== THE TASK ==
Repeat the listing in full, word for word.

== ITEMS ==
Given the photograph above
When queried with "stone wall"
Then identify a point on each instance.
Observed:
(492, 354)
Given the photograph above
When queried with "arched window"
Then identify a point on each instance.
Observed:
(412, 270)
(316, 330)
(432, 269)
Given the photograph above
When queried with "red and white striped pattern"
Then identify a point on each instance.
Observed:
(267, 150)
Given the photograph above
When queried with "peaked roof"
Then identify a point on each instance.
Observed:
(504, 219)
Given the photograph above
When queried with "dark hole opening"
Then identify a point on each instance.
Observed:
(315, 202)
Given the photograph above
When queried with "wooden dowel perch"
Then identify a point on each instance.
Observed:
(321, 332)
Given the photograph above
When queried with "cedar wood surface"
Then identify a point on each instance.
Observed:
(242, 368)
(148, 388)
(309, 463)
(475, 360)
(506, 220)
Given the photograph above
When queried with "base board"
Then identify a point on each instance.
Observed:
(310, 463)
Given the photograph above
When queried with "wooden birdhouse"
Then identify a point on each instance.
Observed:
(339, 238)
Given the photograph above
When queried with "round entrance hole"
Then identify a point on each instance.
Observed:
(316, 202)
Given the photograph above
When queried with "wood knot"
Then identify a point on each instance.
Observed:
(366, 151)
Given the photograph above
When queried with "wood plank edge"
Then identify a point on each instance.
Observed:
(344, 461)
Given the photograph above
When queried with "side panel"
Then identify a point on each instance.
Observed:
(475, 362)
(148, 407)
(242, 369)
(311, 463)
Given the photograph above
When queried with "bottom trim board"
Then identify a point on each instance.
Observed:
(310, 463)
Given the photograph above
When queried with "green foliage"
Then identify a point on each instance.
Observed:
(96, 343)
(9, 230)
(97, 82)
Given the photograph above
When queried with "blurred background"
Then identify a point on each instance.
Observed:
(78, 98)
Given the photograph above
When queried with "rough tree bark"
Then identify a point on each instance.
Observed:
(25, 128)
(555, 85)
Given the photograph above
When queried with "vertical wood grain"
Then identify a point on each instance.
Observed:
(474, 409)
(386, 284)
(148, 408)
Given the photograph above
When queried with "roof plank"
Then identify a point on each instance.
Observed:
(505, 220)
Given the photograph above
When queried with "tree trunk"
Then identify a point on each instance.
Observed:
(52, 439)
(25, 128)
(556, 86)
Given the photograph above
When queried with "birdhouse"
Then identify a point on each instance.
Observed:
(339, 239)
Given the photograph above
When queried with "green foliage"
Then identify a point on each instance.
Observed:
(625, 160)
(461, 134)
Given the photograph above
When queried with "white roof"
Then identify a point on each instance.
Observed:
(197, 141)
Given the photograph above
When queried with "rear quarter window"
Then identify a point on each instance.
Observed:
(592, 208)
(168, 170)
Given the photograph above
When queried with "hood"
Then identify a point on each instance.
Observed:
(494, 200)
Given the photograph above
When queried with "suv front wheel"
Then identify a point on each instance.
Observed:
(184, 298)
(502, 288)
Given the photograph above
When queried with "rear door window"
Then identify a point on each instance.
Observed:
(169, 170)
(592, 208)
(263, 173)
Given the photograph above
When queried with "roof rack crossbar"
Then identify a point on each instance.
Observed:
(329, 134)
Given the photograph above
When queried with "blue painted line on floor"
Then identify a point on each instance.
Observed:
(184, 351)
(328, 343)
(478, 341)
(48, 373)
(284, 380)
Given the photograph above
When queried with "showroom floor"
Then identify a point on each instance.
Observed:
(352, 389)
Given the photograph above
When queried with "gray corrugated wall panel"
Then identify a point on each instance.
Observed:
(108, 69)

== RESPONSE FOR THIS EXERCISE ==
Given the photograph above
When queried with "stone wall"
Then identify a point on each instance.
Observed:
(492, 354)
Given the photograph above
When queried with "arched window"
Then identify a point on each instance.
Observed:
(412, 270)
(316, 330)
(432, 269)
Given the photograph above
When queried with "red and white striped pattern"
Then identify a point on each instance.
Observed:
(267, 150)
Given the photograph above
When queried with "peaked roof"
Then identify a point on each instance.
Observed:
(504, 219)
Given the photograph above
When queried with "dark hole opening"
Then identify a point on each instance.
Observed:
(315, 202)
Given the photograph above
When queried with "wooden dowel perch"
Then identify a point on each instance.
Observed:
(321, 332)
Given the photograph above
When queried with "cedar wood surface"
Then identify a point on each instance.
Observed:
(242, 368)
(148, 388)
(309, 463)
(475, 360)
(506, 220)
Given the photograph above
When queried with "base board"
Then identify a point on each instance.
Observed:
(310, 463)
Given the photograph above
When queried with "wooden birdhouse"
Then identify a point on each instance.
Observed:
(339, 238)
Given the photograph above
When queried with "round entrance hole"
Then identify a point on each instance.
Observed:
(316, 202)
Given the photograph above
When queried with "wood knot"
Then identify a point on each instance.
Observed:
(366, 151)
Given the photograph above
When queried with "wood plank edge"
Then identify a point on each instance.
Observed:
(344, 461)
Given the photograph above
When queried with "side panel"
Then identify a point on each instance.
Observed:
(475, 362)
(148, 407)
(242, 369)
(311, 463)
Given the photograph above
When queried with "bottom trim board"
Then identify a point on each instance.
Observed:
(310, 463)
Given the photograph above
When queried with "green foliage"
Then identify a point on each instance.
Observed:
(96, 343)
(9, 230)
(97, 82)
Given the photograph above
When queried with "blurred background"
Then identify a point on each instance.
Observed:
(78, 98)
Given the photograph above
When queried with "rough tree bark"
Then identify a point on each instance.
Observed:
(25, 128)
(555, 85)
Given the photograph above
When queried with "vertical wood grain"
Then identify a point on each instance.
Observed:
(474, 409)
(386, 284)
(148, 408)
Given the photograph above
When queried with "roof plank"
Then identify a point on each instance.
Observed:
(505, 220)
Given the photograph above
When queried with "tree trunk"
Then identify a point on each instance.
Observed:
(52, 439)
(25, 128)
(556, 86)
Given the photograph above
When queried with "birdhouse"
Then identify a point on each instance.
Observed:
(339, 239)
Given the photograph above
When queried with "green foliage"
Then identify a point on each instance.
Observed:
(625, 160)
(461, 134)
Given the photograph above
When queried with "white roof"
Then identify a point on each instance.
Observed:
(197, 141)
Given the photograph above
When queried with "rear quarter window"
Then identify a point on each instance.
Observed:
(592, 208)
(168, 170)
Given the photograph above
When queried with "hood"
Then identify a point on each instance.
Observed:
(494, 200)
Given the photograph above
When queried with "suv front wheel"
Then identify a point on each instance.
Observed:
(184, 298)
(502, 288)
Given the photograph above
When queried with "rear door window"
Then identify a point on each instance.
Observed:
(169, 170)
(592, 208)
(263, 173)
Given the photograph above
When queried with "roof rack crossbar"
Then identify a point on each instance.
Observed:
(329, 134)
Given the photograph above
When queried with "blue painted line on floor"
Then identify a point on each instance.
Observed:
(184, 351)
(328, 343)
(478, 341)
(48, 373)
(284, 380)
Given the photograph above
When queried with "showroom floor"
Then identify a point on each instance.
Observed:
(352, 389)
Given the photograph above
When queried with "gray corrugated wall panel"
Then identify a point on each instance.
Observed:
(108, 69)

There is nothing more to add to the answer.